%%

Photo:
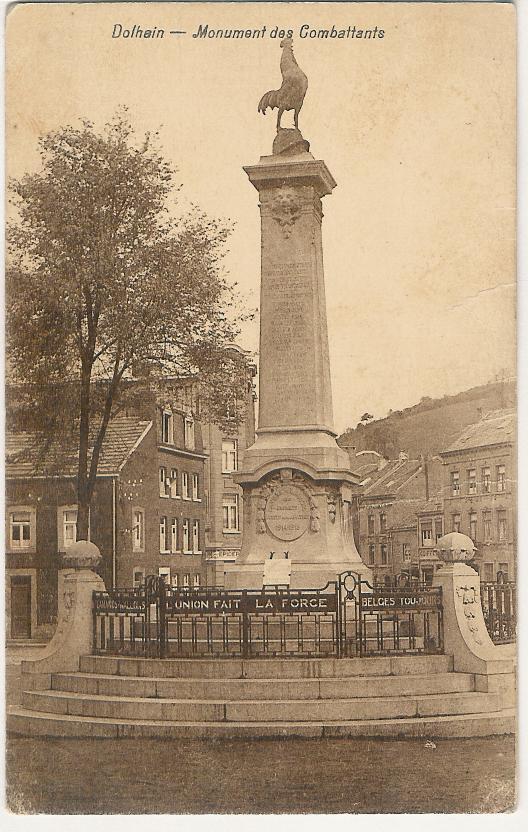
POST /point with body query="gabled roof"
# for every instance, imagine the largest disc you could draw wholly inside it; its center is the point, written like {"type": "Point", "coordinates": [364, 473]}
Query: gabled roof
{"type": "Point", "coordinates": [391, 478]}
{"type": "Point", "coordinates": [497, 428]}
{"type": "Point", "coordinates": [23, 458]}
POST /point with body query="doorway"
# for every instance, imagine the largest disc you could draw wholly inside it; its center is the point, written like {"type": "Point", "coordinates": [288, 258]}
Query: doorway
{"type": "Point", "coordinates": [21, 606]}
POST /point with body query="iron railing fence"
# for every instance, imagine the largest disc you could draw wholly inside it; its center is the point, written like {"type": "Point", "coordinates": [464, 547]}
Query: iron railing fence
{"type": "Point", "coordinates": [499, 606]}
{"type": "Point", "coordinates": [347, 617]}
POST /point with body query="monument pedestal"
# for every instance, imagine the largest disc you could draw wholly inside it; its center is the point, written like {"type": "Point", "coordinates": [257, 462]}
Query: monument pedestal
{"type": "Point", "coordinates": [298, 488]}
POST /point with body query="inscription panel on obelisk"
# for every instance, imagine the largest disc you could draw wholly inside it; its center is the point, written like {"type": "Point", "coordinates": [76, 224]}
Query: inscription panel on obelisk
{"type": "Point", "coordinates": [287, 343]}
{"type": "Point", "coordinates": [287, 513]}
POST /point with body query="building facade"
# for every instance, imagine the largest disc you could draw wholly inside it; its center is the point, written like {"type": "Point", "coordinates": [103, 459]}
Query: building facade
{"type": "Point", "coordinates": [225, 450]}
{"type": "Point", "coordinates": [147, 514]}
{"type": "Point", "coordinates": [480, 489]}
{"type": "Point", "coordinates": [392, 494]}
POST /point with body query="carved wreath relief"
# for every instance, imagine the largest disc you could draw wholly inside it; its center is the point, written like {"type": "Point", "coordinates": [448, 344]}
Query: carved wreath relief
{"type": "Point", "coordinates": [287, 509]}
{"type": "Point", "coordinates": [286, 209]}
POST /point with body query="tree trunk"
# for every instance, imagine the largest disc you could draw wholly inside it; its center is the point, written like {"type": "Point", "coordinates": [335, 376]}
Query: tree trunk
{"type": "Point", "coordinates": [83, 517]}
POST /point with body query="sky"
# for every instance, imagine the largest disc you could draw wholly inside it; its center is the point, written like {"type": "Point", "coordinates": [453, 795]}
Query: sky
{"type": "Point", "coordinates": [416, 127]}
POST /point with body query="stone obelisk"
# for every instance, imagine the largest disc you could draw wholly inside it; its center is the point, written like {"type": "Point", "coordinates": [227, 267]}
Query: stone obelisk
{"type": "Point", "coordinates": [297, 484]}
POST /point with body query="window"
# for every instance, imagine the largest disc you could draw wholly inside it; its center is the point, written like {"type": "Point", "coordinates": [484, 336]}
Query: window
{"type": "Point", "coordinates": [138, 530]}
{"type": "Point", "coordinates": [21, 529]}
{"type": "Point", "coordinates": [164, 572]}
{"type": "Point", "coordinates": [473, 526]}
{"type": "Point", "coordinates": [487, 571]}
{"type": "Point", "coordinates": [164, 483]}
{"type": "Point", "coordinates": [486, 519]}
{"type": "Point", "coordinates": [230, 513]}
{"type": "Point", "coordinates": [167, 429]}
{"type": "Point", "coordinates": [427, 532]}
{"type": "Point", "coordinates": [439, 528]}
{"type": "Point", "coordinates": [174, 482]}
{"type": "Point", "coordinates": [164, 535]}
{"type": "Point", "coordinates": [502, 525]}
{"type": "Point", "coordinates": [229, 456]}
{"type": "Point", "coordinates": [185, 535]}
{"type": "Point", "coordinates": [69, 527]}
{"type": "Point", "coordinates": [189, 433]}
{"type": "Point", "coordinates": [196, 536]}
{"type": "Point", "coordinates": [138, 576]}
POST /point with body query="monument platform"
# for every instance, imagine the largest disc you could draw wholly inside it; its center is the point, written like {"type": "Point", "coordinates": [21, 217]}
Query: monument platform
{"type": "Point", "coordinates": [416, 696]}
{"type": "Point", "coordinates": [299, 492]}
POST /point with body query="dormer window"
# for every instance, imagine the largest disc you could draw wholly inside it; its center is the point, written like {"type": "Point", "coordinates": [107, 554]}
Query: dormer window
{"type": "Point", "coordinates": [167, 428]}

%%
%%

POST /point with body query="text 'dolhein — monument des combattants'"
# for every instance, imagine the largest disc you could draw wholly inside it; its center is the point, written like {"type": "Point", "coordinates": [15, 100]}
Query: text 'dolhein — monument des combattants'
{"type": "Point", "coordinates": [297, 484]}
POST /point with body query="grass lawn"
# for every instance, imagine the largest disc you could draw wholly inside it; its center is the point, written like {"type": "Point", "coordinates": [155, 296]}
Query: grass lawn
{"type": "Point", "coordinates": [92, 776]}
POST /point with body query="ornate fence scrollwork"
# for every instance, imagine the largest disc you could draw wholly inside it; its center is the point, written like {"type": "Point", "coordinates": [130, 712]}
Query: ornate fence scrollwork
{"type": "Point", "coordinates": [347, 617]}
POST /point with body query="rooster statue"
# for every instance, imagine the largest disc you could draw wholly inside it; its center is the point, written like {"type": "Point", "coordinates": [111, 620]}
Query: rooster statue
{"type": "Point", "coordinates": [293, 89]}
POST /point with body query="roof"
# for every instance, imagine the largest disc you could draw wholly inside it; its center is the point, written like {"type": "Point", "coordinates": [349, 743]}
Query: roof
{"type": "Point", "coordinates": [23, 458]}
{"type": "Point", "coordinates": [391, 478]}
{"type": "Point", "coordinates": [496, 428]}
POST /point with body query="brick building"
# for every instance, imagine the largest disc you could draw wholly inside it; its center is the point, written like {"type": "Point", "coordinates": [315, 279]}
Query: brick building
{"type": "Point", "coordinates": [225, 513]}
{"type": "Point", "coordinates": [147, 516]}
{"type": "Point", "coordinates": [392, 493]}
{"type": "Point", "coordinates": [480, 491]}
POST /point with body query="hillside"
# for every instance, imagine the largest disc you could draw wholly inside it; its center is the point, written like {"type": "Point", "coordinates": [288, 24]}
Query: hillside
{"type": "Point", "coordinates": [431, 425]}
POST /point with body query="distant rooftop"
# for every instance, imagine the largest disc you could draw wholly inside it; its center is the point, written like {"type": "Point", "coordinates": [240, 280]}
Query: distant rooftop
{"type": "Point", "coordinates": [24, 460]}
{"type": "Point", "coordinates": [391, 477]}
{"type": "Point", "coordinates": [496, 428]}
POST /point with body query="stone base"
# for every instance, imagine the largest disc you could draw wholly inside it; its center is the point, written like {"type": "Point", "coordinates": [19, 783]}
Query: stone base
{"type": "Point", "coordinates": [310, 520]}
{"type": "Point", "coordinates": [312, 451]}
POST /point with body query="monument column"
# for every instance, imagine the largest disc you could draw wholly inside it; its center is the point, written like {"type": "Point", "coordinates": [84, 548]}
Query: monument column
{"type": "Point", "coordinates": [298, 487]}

%%
%%

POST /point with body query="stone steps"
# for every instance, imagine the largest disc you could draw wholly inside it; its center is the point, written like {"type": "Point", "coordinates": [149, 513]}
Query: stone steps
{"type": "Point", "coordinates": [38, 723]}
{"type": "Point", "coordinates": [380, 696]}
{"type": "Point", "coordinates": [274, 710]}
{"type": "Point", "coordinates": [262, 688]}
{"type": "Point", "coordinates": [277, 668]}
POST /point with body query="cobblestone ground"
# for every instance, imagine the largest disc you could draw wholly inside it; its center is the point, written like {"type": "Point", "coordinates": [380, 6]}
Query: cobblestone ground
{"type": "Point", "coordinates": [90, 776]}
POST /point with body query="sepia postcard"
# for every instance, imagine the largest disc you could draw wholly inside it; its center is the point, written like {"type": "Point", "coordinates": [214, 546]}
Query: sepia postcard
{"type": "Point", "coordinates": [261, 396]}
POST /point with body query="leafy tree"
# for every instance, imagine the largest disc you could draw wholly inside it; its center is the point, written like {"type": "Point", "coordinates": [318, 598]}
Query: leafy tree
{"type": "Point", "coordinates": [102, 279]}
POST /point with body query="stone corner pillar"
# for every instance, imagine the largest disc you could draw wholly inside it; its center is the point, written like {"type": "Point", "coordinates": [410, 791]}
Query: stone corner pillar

%%

Copy out the lines of the records above in which the string "corner" appears.

◆ TASK RESPONSE ◆
POST /point with body query="stone corner pillar"
Query: stone corner pillar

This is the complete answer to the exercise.